- _Data for this task_
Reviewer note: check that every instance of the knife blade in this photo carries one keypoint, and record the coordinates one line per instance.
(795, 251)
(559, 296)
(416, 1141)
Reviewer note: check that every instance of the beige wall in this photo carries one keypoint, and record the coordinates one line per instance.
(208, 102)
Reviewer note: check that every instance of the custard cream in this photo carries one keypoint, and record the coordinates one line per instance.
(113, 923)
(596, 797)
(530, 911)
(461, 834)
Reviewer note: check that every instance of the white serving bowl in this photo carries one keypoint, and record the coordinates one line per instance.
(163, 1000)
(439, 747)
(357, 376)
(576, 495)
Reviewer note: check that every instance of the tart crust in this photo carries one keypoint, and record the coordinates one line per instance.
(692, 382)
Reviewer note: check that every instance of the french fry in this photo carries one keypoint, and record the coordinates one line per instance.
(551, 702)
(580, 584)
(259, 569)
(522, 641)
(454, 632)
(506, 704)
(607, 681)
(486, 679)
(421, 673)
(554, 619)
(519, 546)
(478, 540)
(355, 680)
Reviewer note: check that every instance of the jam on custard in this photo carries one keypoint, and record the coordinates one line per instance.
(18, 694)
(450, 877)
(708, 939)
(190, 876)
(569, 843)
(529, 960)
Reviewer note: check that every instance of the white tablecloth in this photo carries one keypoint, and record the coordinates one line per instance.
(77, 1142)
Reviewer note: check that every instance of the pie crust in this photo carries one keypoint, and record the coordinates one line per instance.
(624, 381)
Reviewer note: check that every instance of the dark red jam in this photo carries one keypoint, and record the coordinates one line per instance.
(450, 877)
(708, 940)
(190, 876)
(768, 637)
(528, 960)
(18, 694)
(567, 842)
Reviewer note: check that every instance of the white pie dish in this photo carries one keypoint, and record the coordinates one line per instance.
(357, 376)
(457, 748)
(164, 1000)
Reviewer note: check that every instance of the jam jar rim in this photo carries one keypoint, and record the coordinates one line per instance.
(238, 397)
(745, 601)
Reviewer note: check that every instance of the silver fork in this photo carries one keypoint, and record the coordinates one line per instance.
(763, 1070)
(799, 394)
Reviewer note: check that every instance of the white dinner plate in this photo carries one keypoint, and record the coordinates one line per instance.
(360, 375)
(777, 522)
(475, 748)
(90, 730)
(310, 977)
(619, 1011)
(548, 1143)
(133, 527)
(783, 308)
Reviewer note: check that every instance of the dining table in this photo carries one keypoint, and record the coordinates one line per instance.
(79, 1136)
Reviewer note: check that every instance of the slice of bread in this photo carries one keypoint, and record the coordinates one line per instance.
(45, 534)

- _Task instructions_
Put each line of the records above into a Markdown table with two columns, No. and Entry, that numbers the rows in order and leaves out any blank lines.

- _Output of the task_
| No. | Entry |
|---|---|
| 1 | Reviewer note: check that every instance of the knife blade in this photo carries one keypoint, and record the coordinates one line per instance. |
| 2 | (795, 251) |
| 3 | (559, 296) |
| 4 | (416, 1141) |
| 5 | Reviewer note: check that every instance of the beige wall in this photo carries one keypoint, and record the coordinates one line per instance. |
| 6 | (208, 102) |
| 7 | Reviewer note: check that every instance of the custard cream in this photo carries one keypoint, and record the coordinates one line per instance. |
| 8 | (113, 923) |
| 9 | (596, 797) |
| 10 | (530, 911) |
| 11 | (461, 834) |
| 12 | Reviewer note: check that every instance of the white serving bowl in this photo carries one keypoint, and record the coordinates one line per instance. |
| 13 | (163, 1000) |
| 14 | (439, 747) |
| 15 | (357, 376) |
| 16 | (576, 495) |
| 17 | Reviewer note: check that every instance of the tart crust in this photo carries one keypoint, and record the coordinates one line per instance. |
| 18 | (692, 382) |
| 19 | Reviewer note: check that every instance of the french fry in this photo carries one keypoint, and record the coordinates one line per instance. |
| 20 | (551, 702) |
| 21 | (580, 584) |
| 22 | (259, 569) |
| 23 | (522, 641) |
| 24 | (454, 632) |
| 25 | (506, 704) |
| 26 | (607, 681) |
| 27 | (486, 679) |
| 28 | (421, 673) |
| 29 | (554, 619) |
| 30 | (519, 546) |
| 31 | (478, 540) |
| 32 | (355, 680) |
| 33 | Reviewer note: check that every instance of the jam on custard in this photo carries one keypoint, and record the coordinates one line per instance. |
| 34 | (18, 694) |
| 35 | (450, 877) |
| 36 | (708, 939) |
| 37 | (190, 876) |
| 38 | (569, 843) |
| 39 | (529, 960) |
| 40 | Reviewer note: check that every instance of the white tablecloth in this photo carries one keypoint, and record the coordinates one line per instance. |
| 41 | (77, 1142) |
| 42 | Reviewer note: check that every instance of the pie crust in this photo carries one keypoint, and record the coordinates one line per instance. |
| 43 | (624, 381) |
| 44 | Reviewer note: check that every instance of the dark red jam in this photo carries one keypoint, and record the coordinates one line per instance. |
| 45 | (450, 877) |
| 46 | (708, 940) |
| 47 | (190, 876) |
| 48 | (768, 637) |
| 49 | (528, 960) |
| 50 | (18, 694) |
| 51 | (567, 842) |
| 52 | Reviewer note: check that every instance of the white pie dish in this photo carries one keypoint, and record the coordinates one line per instance. |
| 53 | (357, 376) |
| 54 | (457, 748) |
| 55 | (164, 1000) |
| 56 | Reviewer note: check that every instance of the jam jar rim in this photo carries one keypoint, and record the coordinates one line per instance. |
| 57 | (238, 397) |
| 58 | (745, 601) |
| 59 | Reviewer note: check that every instance of the silver fork in this photo carries one keypoint, and record the coordinates one line per instance. |
| 60 | (763, 1070) |
| 61 | (799, 394) |
| 62 | Reviewer note: check that every instance of the white dinner plate in this photo carries one keypoint, and record the coordinates one line per instance. |
| 63 | (360, 375) |
| 64 | (777, 522) |
| 65 | (475, 748) |
| 66 | (90, 730) |
| 67 | (310, 977) |
| 68 | (619, 1011) |
| 69 | (548, 1143) |
| 70 | (133, 527) |
| 71 | (783, 308) |
| 72 | Reviewer note: check that every instance of the dining table in this photo carries one keypoint, and record the coordinates one line per instance. |
| 73 | (79, 1136) |
| 74 | Reviewer note: check that every instance of the slice of bread in this photo carries one keypoint, and record the coordinates one line per instance. |
| 75 | (45, 534) |